> Given instruction
Can you write out the items again, from the line containing "Indicate every instance of the distant land" through the end of the items, shifting every number in the coordinate answers by -59 and leaving the requests as they are?

> Available records
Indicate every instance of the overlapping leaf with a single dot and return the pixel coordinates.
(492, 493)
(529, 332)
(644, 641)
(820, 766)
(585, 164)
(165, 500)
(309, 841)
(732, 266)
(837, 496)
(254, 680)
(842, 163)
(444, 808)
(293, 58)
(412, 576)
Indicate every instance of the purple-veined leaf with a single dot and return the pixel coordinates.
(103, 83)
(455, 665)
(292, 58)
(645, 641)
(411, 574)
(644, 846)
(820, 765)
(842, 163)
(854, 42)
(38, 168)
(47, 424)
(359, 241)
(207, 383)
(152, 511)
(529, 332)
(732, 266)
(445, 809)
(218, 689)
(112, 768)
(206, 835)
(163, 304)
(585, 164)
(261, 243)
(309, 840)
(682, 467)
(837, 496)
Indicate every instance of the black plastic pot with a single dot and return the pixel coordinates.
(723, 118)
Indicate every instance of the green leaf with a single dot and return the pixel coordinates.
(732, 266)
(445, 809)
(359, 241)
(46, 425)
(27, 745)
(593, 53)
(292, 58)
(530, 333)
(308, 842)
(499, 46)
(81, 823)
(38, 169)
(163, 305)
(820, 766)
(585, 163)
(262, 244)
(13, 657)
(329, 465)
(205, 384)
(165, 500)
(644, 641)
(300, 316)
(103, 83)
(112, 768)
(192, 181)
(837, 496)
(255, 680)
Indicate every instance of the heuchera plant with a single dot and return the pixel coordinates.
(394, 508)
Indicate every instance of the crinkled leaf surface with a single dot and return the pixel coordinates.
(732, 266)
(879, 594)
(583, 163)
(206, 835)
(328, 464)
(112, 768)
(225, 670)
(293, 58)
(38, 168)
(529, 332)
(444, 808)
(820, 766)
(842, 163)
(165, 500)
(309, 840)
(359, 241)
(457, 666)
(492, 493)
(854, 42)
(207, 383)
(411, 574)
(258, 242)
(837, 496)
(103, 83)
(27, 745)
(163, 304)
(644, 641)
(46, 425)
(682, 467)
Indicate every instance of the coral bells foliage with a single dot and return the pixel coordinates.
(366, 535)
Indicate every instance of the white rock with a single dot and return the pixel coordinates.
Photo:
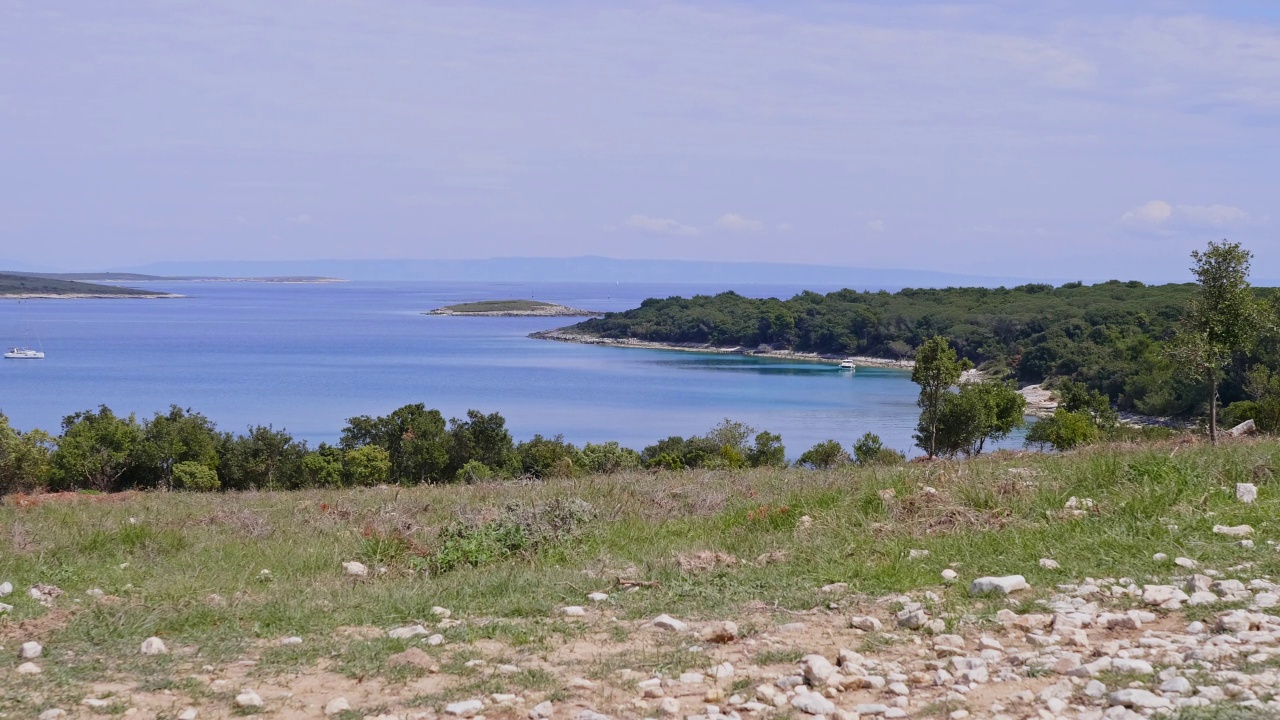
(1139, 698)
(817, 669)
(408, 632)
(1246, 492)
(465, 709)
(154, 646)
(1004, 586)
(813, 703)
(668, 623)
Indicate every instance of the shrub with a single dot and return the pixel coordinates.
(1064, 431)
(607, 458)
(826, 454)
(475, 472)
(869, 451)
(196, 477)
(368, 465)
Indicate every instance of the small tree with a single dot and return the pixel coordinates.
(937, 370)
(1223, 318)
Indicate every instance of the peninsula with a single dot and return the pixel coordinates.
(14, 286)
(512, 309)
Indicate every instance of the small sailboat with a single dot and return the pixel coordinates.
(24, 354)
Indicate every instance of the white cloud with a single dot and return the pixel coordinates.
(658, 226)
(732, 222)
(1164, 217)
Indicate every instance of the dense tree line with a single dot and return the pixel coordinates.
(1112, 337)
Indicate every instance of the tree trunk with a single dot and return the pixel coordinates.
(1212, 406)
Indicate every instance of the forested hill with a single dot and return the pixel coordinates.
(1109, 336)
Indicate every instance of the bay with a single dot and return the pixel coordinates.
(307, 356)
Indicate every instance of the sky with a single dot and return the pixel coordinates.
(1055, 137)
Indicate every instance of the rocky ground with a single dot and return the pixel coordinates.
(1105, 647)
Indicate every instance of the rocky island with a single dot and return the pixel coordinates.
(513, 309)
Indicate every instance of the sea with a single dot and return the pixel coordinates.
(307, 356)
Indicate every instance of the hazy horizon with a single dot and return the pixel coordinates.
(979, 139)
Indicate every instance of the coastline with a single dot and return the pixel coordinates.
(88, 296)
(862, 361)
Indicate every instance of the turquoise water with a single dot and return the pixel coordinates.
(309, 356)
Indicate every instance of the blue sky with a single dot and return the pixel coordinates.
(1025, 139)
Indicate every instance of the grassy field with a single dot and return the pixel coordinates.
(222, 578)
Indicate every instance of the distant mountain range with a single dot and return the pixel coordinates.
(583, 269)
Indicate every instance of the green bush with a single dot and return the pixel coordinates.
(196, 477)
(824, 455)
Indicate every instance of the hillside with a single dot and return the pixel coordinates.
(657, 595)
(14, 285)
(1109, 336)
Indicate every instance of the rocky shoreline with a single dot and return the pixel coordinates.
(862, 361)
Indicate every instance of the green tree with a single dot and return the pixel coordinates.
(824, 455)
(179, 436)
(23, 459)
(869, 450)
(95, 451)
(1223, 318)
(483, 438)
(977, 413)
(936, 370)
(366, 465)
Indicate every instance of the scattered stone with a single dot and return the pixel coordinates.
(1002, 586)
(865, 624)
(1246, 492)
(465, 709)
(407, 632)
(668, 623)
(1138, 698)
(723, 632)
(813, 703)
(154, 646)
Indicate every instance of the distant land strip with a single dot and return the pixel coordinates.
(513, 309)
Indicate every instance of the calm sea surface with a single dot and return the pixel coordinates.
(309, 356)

> Task result
Indicate every instance of the distant land strip with a single dot and return the pixel coordinates.
(454, 250)
Indicate every instance of the calm sea surface with a single dot and return the pixel coordinates.
(250, 297)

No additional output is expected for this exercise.